Written exercise: Could you repeat, character for character, the data from the line with "Target: thumb" through the last line, including both of those lines?

* Begin Records supplied *

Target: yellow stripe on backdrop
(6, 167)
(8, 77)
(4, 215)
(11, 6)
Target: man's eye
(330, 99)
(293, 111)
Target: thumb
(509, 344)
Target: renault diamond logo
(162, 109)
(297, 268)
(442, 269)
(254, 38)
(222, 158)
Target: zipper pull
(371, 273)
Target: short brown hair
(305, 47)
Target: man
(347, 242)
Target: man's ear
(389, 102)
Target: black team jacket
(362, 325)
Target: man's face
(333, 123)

* End Records supplied *

Solution for this exercise:
Target: thumb
(509, 344)
Target: renault diamond logo
(162, 109)
(297, 268)
(442, 269)
(254, 38)
(222, 158)
Target: zipper pull
(371, 273)
Target: short brown hair
(305, 47)
Target: man
(347, 242)
Target: man's ear
(389, 102)
Target: black team jacket
(362, 325)
Target: man's face
(333, 123)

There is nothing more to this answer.